Assignment
Set all the entries down again, unaltered.

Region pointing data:
==*==

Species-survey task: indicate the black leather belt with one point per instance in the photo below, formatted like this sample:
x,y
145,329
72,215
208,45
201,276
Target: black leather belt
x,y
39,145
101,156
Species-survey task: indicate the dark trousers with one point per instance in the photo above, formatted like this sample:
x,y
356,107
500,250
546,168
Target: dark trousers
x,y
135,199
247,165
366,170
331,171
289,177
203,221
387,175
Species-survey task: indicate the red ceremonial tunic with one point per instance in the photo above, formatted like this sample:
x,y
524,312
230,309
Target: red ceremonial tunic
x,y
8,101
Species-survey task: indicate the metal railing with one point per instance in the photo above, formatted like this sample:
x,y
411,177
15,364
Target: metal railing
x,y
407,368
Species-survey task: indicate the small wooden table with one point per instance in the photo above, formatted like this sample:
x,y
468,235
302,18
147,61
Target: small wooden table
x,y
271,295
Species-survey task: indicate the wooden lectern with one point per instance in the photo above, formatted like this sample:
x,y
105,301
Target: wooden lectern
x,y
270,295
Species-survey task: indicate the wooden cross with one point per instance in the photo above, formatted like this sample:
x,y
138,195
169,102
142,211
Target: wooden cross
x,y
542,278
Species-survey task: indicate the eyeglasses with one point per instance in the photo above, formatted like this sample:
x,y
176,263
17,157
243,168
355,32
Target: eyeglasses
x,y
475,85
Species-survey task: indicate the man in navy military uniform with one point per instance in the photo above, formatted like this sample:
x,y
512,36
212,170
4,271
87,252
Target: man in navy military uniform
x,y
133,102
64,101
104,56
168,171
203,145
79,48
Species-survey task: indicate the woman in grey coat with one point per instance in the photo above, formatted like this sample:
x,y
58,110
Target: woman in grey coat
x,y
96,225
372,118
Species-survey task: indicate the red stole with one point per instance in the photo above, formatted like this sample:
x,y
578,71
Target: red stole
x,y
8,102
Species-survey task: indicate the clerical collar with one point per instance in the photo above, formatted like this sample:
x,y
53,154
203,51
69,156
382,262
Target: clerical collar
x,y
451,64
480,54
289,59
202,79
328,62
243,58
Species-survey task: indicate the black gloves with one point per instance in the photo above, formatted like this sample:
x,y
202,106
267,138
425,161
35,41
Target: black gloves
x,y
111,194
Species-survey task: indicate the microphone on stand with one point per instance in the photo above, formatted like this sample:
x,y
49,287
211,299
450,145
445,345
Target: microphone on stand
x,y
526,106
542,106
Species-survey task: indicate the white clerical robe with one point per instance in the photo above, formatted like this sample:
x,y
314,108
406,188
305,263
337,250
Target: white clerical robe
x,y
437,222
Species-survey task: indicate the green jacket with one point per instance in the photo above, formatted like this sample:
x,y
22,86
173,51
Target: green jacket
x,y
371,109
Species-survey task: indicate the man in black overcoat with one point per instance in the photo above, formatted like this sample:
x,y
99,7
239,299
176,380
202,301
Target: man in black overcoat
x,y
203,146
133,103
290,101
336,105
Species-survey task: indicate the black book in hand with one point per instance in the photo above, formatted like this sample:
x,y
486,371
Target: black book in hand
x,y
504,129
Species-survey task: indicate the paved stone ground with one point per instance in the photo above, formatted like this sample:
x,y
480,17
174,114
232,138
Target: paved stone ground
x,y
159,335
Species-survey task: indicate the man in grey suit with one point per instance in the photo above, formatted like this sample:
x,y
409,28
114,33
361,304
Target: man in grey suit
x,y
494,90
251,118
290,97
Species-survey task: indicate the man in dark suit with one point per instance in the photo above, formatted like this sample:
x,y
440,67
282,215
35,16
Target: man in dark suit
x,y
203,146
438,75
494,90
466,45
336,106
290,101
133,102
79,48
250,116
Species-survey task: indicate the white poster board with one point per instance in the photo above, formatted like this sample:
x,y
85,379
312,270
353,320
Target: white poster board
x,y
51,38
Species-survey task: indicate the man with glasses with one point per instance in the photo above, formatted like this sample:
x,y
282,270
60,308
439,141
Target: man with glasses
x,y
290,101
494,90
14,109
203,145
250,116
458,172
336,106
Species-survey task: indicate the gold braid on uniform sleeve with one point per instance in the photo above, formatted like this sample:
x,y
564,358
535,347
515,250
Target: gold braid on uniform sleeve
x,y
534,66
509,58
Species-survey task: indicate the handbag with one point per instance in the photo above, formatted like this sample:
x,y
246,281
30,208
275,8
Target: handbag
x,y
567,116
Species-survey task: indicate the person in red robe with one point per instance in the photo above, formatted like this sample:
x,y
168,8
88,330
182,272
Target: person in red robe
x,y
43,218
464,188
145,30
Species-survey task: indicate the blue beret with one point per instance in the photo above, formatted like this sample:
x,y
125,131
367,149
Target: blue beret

==*==

The completed task
Species-survey task: indicate the black leather belt with one point per instance in the photo below, formatted like this sample:
x,y
145,329
72,215
208,45
201,276
Target: black leather belt
x,y
39,145
101,156
Species-survey task: indicate the dark trousers with one point per instance in the photo above, formatted like this sample:
x,y
356,107
500,250
546,168
Target: dark trousers
x,y
135,199
247,165
366,170
331,171
289,177
203,221
387,175
Species-survey task: indicate the red ceremonial tunic with one point per instance in the photo above, formatted like this sample:
x,y
524,312
230,309
Target: red ceremonial tunic
x,y
8,101
Species-survey task: indicate the metal railing with one point per instance in the photo above, formatted like this sample:
x,y
411,177
15,364
Target: metal railing
x,y
407,368
Species-survey task: indicate the small wooden table with one point per instance in the photo above, formatted like this sample:
x,y
468,235
302,18
147,61
Target: small wooden table
x,y
271,295
Species-survey task: indicate the wooden lectern with one point per instance in the photo above, formatted like this sample:
x,y
105,301
Target: wooden lectern
x,y
270,295
Species-survey task: indicate the wooden cross with one point per instance in the photo above, formatted like this sample:
x,y
138,195
169,102
142,211
Target: wooden cross
x,y
542,278
Species-survey task: indicate the eyeglasses with one point per instance in the photo above, formatted like this sample:
x,y
176,263
17,157
243,168
355,32
Target: eyeglasses
x,y
475,85
Species-survey task: indicate the man in navy military uniform with one point per instance in the photo above, formatted like this sample:
x,y
512,36
212,170
4,271
87,252
Target: man in navy military uniform
x,y
133,102
64,101
104,56
168,171
203,145
79,48
Species-survey task: indicate the woman in grey coat with one point per instance in the photo above, formatted like this sample:
x,y
58,110
Target: woman in grey coat
x,y
96,225
372,118
Species-survey task: indicate the red stole with one point per instance in the photo above, formatted like this sample:
x,y
578,71
Target: red stole
x,y
8,102
Species-survey task: indicate the clerical collar with one point per instance in the photo above, formatted like this sample:
x,y
53,154
203,51
69,156
382,262
Target: clerical collar
x,y
451,64
480,54
289,59
202,79
328,62
243,58
Species-survey task: indicate the black gloves with one point per instance in the photo above, formatted like this sample:
x,y
202,106
267,138
425,161
35,41
Target: black gloves
x,y
111,194
Species-survey task: indicate the microphone on stand with one point per instance in the photo above, formatted like this sample:
x,y
49,287
211,299
450,145
445,345
Target: microphone on stand
x,y
526,106
542,106
Species-survey task: indicate the white clerical robe with one point per instance in the photo above, formatted like this sample:
x,y
314,108
406,188
305,263
337,250
Target: white clerical robe
x,y
437,222
Species-survey task: indicate the green jacket with one point per instance in the photo above, formatted like this sample:
x,y
22,86
173,51
Target: green jacket
x,y
371,109
Species-survey task: indicate the man in black overcoat with one point per instance in the photo above, formatted like this sample:
x,y
99,7
239,299
176,380
202,301
Target: man in black overcoat
x,y
203,146
133,103
290,101
336,105
Species-survey task: indicate the black book in hand with one point per instance in the photo above, formatted like this sample:
x,y
486,371
Target: black book in hand
x,y
504,129
Species-survey task: indicate the paved stone ground with one point per instance in the photo above, formatted like this sample:
x,y
480,17
174,114
232,138
Target: paved stone ground
x,y
159,335
Species-survey task: indicate the man in grey suit with one point per instance in the photo above, formatted like this sample:
x,y
409,28
114,33
361,304
Target: man in grey suit
x,y
494,90
251,118
290,97
Species-survey task: indicate the man in dark suit with one point per instance in the photo above, formatted like this sample:
x,y
440,67
282,215
35,16
Target: man in dark suit
x,y
203,146
438,75
494,90
466,45
336,106
290,101
133,102
79,48
250,116
Species-survey task: indicate the white poster board with one point per instance in the photo above, formatted like this sample:
x,y
85,379
312,270
353,320
Target: white poster board
x,y
51,38
Species-survey task: indicate the man with glasses with one point per instance in the photo above, formatted like this sample:
x,y
282,270
60,308
439,141
Target: man with glasses
x,y
290,101
494,90
14,109
203,145
250,116
458,172
336,106
Species-survey task: indicate the gold braid on uniform sleeve with one point per instance in the photo above, formatted like this sample:
x,y
564,358
535,347
515,250
Target: gold braid on uniform sleeve
x,y
534,66
509,58
Species-survey task: indicate the handbag with one point per instance in the photo above, formatted like this sample:
x,y
246,281
30,208
275,8
Target: handbag
x,y
567,116
Species-survey task: indicate the person in red robe with one point per instance in the photo above, formatted like this sample:
x,y
168,8
88,330
182,272
Target: person in red robe
x,y
43,218
464,188
145,30
Species-survey task: indicate the blue beret with one point per instance in the photo above, formatted like this sample:
x,y
125,131
367,149
Target: blue beret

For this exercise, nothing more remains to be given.